> **Goal**: The line containing "Give the segmentation of every instance of the toy's ear." and every line after it, through the last, are to be extracted exactly; no other lines belong in the answer.

Records contained in a dataset
※

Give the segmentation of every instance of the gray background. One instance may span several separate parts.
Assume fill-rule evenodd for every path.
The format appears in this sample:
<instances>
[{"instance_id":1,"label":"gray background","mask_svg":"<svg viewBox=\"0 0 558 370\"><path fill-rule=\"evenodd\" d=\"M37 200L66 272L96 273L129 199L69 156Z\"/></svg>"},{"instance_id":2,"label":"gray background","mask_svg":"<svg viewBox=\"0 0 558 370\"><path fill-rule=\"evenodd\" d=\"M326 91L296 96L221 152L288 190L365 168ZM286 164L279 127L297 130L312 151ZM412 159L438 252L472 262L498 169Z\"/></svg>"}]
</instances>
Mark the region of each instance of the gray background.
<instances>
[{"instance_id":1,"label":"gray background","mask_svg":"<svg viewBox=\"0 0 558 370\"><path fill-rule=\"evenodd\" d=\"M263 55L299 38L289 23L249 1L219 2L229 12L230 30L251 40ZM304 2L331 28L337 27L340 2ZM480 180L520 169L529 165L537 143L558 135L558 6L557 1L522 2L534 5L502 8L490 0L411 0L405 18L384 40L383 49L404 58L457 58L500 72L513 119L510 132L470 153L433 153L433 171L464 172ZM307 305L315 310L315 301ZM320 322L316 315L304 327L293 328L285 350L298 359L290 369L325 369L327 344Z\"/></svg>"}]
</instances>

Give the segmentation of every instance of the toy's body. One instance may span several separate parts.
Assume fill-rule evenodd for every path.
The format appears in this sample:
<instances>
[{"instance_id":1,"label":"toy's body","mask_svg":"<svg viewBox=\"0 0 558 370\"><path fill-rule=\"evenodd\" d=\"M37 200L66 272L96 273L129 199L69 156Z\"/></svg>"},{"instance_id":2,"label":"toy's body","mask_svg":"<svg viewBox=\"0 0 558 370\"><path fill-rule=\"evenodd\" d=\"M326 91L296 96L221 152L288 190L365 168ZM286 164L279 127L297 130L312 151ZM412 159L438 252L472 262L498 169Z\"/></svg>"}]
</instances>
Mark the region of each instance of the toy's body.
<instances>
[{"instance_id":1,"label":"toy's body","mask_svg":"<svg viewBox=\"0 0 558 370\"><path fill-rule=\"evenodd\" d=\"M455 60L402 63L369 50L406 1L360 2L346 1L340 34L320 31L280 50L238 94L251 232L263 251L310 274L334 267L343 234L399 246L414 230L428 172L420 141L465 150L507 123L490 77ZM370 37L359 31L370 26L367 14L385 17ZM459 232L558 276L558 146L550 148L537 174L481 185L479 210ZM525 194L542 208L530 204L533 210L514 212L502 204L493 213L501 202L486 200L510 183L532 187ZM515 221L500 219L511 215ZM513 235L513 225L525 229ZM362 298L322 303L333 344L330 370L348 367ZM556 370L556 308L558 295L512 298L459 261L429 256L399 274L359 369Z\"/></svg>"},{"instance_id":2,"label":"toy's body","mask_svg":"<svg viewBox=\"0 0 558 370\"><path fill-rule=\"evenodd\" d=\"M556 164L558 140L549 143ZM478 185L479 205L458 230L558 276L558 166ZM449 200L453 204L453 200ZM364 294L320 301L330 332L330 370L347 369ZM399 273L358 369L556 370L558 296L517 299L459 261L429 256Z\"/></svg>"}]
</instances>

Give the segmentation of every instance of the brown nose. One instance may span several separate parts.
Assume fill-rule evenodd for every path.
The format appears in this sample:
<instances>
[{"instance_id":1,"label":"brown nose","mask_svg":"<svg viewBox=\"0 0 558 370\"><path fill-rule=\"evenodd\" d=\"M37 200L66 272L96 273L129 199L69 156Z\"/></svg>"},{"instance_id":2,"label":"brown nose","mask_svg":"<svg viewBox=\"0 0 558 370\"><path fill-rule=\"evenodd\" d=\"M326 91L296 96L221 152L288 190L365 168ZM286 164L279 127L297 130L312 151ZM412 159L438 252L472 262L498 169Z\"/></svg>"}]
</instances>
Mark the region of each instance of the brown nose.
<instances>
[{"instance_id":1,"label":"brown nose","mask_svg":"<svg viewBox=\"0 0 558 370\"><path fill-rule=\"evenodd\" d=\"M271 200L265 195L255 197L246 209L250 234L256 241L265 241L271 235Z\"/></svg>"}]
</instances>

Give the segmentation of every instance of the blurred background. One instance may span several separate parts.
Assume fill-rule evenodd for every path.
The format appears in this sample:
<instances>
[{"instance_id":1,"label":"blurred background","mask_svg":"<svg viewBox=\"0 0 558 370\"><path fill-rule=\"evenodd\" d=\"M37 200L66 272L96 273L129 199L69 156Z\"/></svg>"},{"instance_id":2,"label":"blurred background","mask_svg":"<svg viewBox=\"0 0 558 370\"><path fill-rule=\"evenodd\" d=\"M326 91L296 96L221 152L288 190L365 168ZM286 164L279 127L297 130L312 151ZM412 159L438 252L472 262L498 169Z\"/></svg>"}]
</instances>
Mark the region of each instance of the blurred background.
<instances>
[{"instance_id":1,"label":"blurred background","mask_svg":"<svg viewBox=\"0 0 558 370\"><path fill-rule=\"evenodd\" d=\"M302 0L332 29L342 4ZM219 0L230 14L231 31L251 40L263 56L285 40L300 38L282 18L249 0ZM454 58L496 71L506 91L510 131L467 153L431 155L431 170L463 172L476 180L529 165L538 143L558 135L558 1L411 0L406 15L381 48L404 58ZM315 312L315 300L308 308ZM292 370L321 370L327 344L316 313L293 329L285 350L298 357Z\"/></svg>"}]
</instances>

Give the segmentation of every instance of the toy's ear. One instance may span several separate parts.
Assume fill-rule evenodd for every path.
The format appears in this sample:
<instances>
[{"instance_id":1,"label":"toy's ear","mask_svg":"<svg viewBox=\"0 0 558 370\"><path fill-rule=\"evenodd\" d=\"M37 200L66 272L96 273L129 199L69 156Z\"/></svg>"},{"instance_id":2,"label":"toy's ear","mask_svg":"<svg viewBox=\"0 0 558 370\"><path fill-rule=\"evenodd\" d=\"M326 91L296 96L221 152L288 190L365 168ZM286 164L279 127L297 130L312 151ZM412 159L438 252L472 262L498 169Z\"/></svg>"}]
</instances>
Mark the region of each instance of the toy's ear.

※

> **Exercise solution**:
Give the segmentation of every instance of the toy's ear. One instance may span several separate parts.
Assume fill-rule evenodd for every path.
The format appears in this sample:
<instances>
[{"instance_id":1,"label":"toy's ear","mask_svg":"<svg viewBox=\"0 0 558 370\"><path fill-rule=\"evenodd\" d=\"M37 200L66 272L96 273L129 199L69 156Z\"/></svg>"},{"instance_id":2,"label":"toy's ear","mask_svg":"<svg viewBox=\"0 0 558 370\"><path fill-rule=\"evenodd\" d=\"M326 91L296 96L221 152L288 190L365 168ZM286 164L279 127L297 130L312 151ZM412 159L438 252L472 262L498 169Z\"/></svg>"}]
</instances>
Mark the region of each instance of the toy's ear.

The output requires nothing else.